Is this a viable alternative to a spectrum analyzer?

[silicon_ghost]

After watching Dave's videos on using a spectrum analyzer with tracking generator and then "poor man's spectrum analyzer using a scope and signal generator", it got me wondering.  I don't really need high frequency nor real-time.  I want to characterize op-amp circuits generally below 100 MHz and definitely want closer to DC than the typical 9 kHz lower limit of most spectrum analyzers. 

Can I simply control both a Rigol DG4162 (160 MHz sig gen) and a Rigol DS4024 (200 MHz o-scope) with a computer and simply feed pure sine waves into my circuit under test and query the scope (again via the computer) for RMS amplitude and phase?  Run this all in a loop and then generate a mag/phase bode plot.

I have access to LabVIEW since I have a license from my employer.  This seems like a way for me to solve the frequency limits of a spectrum analyzer since I don't need GHz performance nor real-time display updates.  Down the road I could see picking up a 3 GHz analyzer if my hobby drifts in that direction.

I don't own either of those two pieces of equipment but had already planned on buying the Rigol DG4160 to go with my existing Rigol DS1102E.

[olsenn]

Spectrum Analyzers aren't typically used (and aren't made) for low frequency, large signal analysis. Most electronics operating at high frequencies (greater than 100MHz) are wireless; for this reason, spectrum analyzers are designed to show extremely small signals (<100dbm) and cannot be safely used for signals greater than 20-30 dbm of power. If you need to test radio transmitters then a good SA is a very useful tool.

If you just need to check the sub 100MHz cutoff frequencies of some filters etc. then your proposed method will work fine. The update rate will be very low, so don't expect to see quickly changing signals, and the frequency graph of most oscilloscopes (including the Rigol's) are not very linear, so don't expect much in the way of amplitude accuracy.

I have no idea what the specs of it are (I imagine they're crappy) but you may be interested in the RF explorer boards sold by Seed Studio. They aren't exactly lab grade tools, but they're cheap and may be all you need (save for not displaying low frequencies).

Hope this helps

[amspire]

If you are after gain and phase, an oscilloscope will be fine. It is easy to check the scope for gain and phase differences by connecting the two probes together and attach to the generator and the match is often very good. You can measure any error, and use that to correct the results later.  You probably could to get excellent results with something like the Rigol 1102E as you are interested in relative measurements rather then absolute measurements. With the equivalent sampling mode, you can get great phase resolution with a fairly cheap scope.

You could do the whole automated programming-Labview thing, but unless you are testing hundreds of circuits, it is usually easier just reading the measurements from the scope, and typing them into a spreadsheet. When you do hands on testing, rather then automated testing, you see things that the automated test misses. Things like bursts of instability or waveform distortion.

If you really want to automate it though, go for it.

**MATERIAL SUPPLIED:**
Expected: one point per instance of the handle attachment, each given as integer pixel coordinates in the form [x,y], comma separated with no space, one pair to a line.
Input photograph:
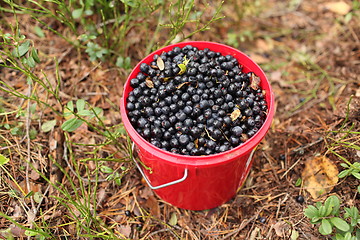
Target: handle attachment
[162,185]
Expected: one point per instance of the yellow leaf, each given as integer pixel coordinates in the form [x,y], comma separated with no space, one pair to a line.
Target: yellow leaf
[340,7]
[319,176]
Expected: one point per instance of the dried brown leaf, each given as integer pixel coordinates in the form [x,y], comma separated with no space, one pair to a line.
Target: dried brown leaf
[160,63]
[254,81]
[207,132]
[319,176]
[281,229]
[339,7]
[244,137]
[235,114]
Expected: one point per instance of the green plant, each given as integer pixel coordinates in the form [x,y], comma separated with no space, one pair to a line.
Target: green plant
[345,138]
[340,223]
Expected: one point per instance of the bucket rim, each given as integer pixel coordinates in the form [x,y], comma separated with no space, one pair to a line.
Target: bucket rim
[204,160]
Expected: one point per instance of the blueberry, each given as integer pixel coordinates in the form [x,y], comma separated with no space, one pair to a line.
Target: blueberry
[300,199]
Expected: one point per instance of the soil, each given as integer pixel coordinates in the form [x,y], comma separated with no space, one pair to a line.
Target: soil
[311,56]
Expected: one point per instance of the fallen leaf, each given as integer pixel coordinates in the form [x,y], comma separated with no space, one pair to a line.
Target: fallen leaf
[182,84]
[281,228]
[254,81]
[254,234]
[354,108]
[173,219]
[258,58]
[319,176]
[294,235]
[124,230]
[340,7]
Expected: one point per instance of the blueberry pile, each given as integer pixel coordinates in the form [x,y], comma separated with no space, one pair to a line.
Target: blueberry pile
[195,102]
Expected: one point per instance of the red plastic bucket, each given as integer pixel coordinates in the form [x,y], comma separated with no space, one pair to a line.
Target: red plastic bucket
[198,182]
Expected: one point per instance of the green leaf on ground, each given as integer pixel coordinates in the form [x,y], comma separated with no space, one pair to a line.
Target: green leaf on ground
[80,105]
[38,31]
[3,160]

**REQUIREMENT 1:** In the forum thread on using a scope and signal generator in place of a spectrum analyzer, what lower frequency limit does the first poster say most spectrum analyzers have?
**REQUIREMENT 2:** Carry on the forum thread on using a scope and signal generator in place of a spectrum analyzer, starting after its last post.

**TASK RESULT 1:** 9 kHz

**TASK RESULT 2:**
[silicon_ghost]

You could do the whole automated programming-Labview thing, but unless you are testing hundreds of circuits, it is usually easier just reading the measurements from the scope, and typing them into a spreadsheet. When you do hands on testing, rather then automated testing, you see things that the automated test misses. Things like bursts of instability or waveform distortion.

If you really want to automate it though, go for it.

I understand your point.  My day job is analysis of (and writing the code necessary to analyze) time domain data and low frequency signals, under 100 kHz but usually less than 250 Hz.  I'm used to collecting highly over-sampled data and then having the leisure to slice and dice the data.  A pity my personal budget does not accommodate the same for my hobby. 

As a rough guess I should be able to test at least 1 discrete freq every 5 seconds based on some automation I've done with Agilent sig gens and arbitrary DACs at work.  In the work project, because we were able to save all the sampled data at full speed, I took a shortcut.  I used a LabVIEW math routine that could build an arbitrary waveform that contained tones spaced 1 Hz apart spanning from 1 Hz to 1 kHz and randomly phased in such a way as to ensure no clipping and minimal distortion.  It proved a quick way to determine the magnitude vs. frequency response of our system including all analog and digital filters.  A DSO may have a fast sample rate but it is blind too much of the time for that trick to work.

One thing I like about the DS40XX series is the waveform intensity display which can make it far easier to spot instability or waveform distortion.  My intent was to watch the o-scope during the acquisition phase.  In fact, I saw that the API for the scope allows me to capture the bitmaps.  I may actually grab screenshots at the same time.  Scanning through them rapidly lets me use my brainpower to spot anomalies instead of writing numbers down.

I already keep notes on the circuits I design and the test conditions/measurements I take.  Years of being anal retentive about metrology at work comes in handy at home .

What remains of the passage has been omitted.